*Task instructions:* Copy every line from the material below that holds "wall".

══════════

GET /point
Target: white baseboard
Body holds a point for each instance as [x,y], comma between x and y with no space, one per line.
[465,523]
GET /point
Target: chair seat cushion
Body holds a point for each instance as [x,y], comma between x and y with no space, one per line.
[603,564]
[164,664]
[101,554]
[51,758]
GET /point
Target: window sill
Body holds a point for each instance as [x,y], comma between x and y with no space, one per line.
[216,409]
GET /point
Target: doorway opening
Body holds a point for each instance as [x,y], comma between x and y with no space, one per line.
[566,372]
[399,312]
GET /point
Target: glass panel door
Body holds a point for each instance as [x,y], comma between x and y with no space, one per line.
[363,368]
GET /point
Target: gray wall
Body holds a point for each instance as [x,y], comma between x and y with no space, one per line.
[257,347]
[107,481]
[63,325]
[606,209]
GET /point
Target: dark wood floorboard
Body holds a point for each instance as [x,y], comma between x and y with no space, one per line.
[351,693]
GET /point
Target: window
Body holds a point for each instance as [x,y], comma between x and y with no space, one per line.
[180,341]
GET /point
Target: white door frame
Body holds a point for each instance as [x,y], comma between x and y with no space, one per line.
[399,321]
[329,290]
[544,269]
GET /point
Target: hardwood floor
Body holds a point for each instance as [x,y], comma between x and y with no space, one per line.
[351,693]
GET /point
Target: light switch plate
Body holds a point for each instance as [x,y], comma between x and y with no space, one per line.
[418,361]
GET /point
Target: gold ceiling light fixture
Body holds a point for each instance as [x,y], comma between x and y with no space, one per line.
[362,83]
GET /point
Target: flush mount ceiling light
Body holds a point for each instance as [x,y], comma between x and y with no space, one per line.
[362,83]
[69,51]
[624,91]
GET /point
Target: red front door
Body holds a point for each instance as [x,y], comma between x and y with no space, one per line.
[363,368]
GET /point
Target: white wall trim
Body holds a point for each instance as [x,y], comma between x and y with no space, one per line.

══════════

*Result below:*
Target: gray wall
Target: white wall trim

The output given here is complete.